[WORK TO BE COMPLETED]
Copy the listing below, from the line containing "headlight | locate" down to the line containing "top-left (282, 82), bottom-right (296, 110)", and switch "gravel ground" to "gravel surface" with everything else unchanged.

## BEGIN DATASET EXTRACT

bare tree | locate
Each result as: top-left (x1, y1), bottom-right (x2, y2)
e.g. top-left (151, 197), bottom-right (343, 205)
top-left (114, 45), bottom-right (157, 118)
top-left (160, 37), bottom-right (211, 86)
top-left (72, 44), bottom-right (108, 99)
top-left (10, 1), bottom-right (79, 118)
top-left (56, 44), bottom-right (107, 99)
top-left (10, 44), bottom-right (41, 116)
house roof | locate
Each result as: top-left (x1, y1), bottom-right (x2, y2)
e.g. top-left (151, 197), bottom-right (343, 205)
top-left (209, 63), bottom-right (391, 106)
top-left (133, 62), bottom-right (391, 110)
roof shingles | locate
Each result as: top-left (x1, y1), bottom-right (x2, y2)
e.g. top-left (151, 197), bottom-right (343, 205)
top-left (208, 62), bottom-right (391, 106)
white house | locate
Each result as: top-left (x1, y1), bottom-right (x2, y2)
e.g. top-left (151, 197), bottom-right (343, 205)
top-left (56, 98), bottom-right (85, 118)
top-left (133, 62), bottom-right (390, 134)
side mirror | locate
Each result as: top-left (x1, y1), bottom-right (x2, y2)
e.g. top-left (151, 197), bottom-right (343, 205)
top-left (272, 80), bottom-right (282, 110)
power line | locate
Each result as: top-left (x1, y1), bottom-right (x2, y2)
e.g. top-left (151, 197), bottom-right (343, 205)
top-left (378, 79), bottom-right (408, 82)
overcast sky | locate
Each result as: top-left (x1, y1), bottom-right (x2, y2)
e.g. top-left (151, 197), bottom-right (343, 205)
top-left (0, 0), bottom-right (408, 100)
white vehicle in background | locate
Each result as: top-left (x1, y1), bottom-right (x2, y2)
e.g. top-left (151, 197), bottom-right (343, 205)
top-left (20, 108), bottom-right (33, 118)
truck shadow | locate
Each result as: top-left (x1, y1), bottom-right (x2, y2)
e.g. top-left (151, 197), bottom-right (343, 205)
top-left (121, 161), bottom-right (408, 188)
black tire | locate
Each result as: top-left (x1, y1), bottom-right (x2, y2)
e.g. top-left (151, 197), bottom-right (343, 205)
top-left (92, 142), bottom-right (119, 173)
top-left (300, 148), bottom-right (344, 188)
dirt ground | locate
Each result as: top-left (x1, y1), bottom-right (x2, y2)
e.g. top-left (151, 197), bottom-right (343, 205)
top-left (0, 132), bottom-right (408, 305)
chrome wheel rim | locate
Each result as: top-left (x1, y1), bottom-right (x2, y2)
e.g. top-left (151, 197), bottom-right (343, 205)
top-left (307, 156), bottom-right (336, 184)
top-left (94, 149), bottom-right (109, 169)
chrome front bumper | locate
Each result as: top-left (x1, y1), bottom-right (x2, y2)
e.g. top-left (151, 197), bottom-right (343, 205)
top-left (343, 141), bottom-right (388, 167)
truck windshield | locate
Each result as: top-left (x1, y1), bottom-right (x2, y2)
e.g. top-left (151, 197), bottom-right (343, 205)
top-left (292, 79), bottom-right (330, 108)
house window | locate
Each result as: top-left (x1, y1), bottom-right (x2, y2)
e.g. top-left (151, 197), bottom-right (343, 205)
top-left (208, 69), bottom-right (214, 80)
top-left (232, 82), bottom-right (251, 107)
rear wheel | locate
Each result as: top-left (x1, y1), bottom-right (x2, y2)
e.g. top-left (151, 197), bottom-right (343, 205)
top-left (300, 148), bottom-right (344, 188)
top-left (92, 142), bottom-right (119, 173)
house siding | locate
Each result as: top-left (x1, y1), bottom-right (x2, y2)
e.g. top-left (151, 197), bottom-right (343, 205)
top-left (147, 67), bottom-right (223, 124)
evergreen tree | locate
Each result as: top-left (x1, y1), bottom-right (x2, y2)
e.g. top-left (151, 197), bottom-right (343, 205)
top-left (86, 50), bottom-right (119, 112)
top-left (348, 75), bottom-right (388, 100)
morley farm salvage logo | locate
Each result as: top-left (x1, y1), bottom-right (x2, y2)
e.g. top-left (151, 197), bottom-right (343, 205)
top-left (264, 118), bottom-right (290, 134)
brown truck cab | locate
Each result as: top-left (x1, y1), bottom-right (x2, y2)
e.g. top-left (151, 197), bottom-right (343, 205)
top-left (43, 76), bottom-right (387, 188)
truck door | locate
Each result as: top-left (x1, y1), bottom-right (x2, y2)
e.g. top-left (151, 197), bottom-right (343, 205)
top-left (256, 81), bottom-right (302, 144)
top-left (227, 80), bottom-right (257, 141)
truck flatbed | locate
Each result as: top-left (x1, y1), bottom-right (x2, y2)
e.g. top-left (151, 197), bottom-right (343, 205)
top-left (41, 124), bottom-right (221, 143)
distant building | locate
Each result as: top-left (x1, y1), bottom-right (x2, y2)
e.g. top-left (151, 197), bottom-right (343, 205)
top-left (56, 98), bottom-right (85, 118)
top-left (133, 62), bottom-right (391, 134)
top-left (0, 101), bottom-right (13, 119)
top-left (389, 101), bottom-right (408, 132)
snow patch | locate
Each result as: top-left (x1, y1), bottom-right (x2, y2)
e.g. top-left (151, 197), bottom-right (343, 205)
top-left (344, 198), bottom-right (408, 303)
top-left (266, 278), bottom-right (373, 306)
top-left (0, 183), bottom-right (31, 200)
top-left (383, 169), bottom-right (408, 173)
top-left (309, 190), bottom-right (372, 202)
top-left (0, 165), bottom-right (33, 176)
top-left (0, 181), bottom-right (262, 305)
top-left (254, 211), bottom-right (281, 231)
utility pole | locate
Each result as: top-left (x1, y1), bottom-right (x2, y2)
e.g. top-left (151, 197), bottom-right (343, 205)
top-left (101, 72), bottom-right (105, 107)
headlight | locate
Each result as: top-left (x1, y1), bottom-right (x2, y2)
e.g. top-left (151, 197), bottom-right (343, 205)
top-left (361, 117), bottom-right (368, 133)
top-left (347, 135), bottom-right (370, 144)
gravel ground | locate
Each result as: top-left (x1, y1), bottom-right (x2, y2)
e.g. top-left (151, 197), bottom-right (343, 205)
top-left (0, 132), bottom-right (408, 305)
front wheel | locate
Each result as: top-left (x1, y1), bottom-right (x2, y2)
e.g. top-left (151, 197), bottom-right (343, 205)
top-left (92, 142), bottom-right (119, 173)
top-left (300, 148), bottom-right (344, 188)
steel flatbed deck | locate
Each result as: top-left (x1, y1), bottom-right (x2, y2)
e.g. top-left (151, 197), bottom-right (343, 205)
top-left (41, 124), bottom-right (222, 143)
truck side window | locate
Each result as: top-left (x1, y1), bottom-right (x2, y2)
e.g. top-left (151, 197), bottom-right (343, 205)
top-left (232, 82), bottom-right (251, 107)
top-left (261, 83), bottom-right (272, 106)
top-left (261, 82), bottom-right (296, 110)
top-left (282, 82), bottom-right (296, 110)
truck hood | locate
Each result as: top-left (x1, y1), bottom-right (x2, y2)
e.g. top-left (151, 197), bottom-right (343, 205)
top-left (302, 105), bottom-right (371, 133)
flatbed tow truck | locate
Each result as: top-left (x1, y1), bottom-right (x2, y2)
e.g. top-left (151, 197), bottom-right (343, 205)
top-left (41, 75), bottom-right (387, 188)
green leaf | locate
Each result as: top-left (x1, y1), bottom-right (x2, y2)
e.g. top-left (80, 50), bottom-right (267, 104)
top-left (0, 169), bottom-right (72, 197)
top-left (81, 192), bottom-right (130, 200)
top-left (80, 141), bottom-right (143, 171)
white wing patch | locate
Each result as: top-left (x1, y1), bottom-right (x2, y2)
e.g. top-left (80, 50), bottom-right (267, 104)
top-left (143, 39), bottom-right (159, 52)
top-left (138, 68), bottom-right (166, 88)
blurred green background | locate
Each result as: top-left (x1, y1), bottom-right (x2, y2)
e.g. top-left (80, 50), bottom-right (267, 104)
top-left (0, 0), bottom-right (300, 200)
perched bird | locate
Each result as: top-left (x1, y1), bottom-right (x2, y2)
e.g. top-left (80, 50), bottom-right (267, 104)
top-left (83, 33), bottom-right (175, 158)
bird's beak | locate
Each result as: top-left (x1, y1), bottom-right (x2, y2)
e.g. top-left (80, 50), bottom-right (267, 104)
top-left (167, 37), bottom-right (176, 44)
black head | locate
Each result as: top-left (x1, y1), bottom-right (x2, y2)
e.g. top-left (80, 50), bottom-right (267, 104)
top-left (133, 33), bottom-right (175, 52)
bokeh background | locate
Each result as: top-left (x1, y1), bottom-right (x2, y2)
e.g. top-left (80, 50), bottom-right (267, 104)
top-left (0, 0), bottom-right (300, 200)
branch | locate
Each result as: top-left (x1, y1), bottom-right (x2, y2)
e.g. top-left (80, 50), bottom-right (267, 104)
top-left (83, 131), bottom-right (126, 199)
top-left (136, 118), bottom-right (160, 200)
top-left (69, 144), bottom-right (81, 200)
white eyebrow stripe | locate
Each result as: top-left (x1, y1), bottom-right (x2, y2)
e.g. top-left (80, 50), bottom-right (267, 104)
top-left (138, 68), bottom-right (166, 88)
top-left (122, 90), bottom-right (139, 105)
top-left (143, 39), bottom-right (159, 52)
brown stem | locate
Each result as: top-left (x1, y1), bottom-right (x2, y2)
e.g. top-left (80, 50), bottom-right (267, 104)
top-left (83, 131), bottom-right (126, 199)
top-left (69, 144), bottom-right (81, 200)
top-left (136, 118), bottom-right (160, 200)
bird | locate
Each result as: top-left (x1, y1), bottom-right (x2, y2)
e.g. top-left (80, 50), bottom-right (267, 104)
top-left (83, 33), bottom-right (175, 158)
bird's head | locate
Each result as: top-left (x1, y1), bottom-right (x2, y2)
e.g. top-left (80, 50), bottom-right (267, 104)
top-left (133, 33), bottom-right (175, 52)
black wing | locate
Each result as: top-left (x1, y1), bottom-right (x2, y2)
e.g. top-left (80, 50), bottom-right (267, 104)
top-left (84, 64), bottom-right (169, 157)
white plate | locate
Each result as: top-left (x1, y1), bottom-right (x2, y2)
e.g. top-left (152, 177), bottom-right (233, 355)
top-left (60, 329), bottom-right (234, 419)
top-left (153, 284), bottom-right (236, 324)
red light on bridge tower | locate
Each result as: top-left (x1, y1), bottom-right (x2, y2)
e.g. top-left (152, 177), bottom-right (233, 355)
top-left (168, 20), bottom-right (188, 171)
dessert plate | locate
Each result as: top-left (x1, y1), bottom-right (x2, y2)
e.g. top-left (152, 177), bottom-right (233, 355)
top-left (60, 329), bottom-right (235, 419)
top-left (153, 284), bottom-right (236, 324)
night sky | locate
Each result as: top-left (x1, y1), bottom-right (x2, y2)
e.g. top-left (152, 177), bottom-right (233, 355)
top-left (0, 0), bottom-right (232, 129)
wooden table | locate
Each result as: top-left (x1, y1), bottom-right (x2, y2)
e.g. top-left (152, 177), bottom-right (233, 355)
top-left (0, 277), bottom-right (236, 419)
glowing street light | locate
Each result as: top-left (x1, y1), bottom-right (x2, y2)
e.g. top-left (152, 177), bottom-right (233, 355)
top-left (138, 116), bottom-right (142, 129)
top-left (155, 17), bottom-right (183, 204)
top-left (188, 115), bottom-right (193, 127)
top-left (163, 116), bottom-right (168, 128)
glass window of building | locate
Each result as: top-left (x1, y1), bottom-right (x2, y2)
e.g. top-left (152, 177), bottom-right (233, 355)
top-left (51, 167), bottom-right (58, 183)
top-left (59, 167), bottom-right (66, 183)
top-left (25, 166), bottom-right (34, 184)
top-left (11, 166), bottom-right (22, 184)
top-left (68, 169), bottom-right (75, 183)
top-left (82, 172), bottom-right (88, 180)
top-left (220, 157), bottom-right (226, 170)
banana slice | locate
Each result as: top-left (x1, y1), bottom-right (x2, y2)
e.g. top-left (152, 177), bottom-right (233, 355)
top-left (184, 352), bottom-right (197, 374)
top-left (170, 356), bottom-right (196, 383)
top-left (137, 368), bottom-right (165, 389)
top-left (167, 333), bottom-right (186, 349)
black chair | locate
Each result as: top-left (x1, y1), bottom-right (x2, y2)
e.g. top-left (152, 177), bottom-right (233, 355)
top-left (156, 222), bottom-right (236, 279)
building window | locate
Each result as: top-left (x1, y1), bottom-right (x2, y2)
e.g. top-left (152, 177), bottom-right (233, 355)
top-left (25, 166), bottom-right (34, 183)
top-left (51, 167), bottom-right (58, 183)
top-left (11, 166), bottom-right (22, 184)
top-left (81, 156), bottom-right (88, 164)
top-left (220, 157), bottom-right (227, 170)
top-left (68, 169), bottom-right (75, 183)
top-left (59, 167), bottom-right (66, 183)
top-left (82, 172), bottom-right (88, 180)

## END DATASET EXTRACT

[EXPECTED ANSWER]
headlight | locate
Each result as: top-left (x1, y1), bottom-right (x2, y2)
e.g. top-left (151, 197), bottom-right (343, 205)
top-left (361, 117), bottom-right (368, 133)
top-left (347, 135), bottom-right (370, 144)
gravel surface | locate
Each result as: top-left (x1, y1), bottom-right (x2, y2)
e.g. top-left (151, 197), bottom-right (343, 205)
top-left (0, 132), bottom-right (408, 305)
front wheel | locate
Each result as: top-left (x1, y1), bottom-right (x2, y2)
e.g. top-left (151, 197), bottom-right (343, 205)
top-left (92, 142), bottom-right (119, 173)
top-left (300, 148), bottom-right (344, 188)
steel flatbed deck | locate
Each result as: top-left (x1, y1), bottom-right (x2, y2)
e.g. top-left (151, 197), bottom-right (343, 205)
top-left (41, 124), bottom-right (222, 143)
truck side window | locate
Each result as: top-left (x1, y1), bottom-right (x2, y2)
e.g. top-left (151, 197), bottom-right (343, 205)
top-left (232, 82), bottom-right (251, 107)
top-left (261, 83), bottom-right (272, 106)
top-left (261, 82), bottom-right (296, 110)
top-left (282, 82), bottom-right (296, 110)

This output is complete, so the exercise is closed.